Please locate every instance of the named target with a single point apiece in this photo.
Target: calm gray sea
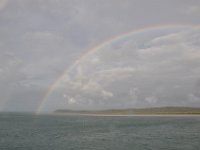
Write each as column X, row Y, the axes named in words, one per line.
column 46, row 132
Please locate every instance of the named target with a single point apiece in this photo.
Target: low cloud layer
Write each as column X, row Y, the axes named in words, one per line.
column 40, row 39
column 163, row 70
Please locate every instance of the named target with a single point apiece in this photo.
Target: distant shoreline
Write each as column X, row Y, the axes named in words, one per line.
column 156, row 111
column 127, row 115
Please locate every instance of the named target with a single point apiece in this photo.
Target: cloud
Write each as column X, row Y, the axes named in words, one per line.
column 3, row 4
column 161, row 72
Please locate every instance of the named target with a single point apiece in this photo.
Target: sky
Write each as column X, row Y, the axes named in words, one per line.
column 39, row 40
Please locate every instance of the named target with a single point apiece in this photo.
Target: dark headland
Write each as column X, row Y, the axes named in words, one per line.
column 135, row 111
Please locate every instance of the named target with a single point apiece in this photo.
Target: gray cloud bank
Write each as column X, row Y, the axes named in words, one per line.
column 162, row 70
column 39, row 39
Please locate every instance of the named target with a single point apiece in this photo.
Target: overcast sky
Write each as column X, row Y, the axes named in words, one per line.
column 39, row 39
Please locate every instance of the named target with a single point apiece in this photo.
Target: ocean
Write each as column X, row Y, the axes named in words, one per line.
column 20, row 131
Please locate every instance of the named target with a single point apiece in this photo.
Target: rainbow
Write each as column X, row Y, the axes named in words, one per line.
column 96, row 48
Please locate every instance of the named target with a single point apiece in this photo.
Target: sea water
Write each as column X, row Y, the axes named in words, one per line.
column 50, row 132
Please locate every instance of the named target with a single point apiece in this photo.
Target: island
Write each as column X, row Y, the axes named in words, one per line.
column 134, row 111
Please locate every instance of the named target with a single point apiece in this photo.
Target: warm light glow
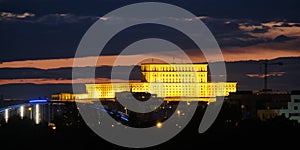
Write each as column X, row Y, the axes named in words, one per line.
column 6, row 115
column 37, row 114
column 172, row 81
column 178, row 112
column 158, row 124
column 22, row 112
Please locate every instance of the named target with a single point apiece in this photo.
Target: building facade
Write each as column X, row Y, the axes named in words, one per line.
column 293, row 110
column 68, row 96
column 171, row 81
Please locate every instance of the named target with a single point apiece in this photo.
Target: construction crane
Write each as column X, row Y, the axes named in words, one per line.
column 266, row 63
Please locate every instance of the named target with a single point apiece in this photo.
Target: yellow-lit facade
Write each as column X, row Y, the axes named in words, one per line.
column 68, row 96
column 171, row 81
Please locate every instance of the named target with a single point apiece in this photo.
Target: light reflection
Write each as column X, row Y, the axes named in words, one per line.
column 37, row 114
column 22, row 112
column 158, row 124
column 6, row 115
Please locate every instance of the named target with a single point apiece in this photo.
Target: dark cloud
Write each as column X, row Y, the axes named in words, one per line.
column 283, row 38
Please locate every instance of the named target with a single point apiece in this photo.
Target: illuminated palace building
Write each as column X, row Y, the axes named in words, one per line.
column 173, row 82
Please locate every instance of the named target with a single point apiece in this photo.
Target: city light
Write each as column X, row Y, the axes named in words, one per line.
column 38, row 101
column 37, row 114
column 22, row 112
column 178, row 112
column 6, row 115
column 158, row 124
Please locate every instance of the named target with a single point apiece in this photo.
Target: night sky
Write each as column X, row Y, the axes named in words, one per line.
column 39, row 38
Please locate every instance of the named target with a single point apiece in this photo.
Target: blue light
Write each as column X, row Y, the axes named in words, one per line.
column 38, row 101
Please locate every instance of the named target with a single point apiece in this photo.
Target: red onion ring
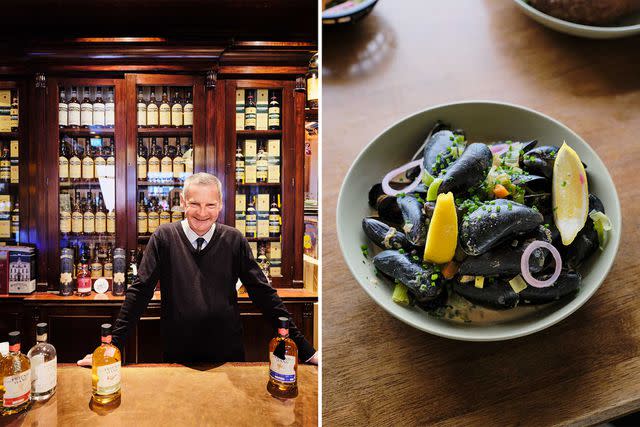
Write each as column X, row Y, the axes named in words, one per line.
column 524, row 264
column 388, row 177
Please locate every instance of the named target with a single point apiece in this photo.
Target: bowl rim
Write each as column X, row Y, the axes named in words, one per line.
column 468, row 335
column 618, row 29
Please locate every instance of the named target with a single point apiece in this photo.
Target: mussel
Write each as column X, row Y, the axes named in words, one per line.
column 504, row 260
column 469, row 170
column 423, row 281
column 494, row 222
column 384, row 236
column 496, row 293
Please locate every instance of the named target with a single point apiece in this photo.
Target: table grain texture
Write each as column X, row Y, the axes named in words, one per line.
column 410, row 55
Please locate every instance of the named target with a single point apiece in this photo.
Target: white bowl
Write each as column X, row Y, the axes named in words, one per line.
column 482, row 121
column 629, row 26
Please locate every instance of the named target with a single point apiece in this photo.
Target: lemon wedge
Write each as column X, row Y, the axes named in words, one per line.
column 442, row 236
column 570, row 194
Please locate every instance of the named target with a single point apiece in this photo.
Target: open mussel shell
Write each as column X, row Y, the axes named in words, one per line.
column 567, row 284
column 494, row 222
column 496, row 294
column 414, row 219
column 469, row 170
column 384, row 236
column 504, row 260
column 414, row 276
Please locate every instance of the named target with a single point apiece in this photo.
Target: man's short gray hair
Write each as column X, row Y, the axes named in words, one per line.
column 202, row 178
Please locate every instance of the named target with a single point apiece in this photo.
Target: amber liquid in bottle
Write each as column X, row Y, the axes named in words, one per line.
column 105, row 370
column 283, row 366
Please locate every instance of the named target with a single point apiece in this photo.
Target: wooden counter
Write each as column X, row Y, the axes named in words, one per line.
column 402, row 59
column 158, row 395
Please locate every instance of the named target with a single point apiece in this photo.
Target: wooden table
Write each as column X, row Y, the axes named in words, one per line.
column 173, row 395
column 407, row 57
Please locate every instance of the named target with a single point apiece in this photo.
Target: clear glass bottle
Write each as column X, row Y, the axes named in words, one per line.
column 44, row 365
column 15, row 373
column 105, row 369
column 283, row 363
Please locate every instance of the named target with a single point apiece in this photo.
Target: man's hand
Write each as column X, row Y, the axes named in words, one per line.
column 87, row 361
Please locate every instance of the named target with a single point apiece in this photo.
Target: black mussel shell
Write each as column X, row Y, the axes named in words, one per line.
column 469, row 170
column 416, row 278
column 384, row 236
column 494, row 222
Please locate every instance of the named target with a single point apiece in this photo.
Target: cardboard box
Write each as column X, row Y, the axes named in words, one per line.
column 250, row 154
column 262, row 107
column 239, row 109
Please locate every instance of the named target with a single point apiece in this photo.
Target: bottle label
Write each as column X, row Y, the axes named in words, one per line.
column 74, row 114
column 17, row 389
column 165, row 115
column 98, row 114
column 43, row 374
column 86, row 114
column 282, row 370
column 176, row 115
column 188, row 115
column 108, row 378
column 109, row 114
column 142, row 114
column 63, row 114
------------------------------------------------
_EXERCISE OBJECTIVE_:
Among the records, find every line holding the word "gray" and copy it.

_RESPONSE AREA_:
Target: calm gray sea
Target: gray cloud bank
Target: man's short gray hair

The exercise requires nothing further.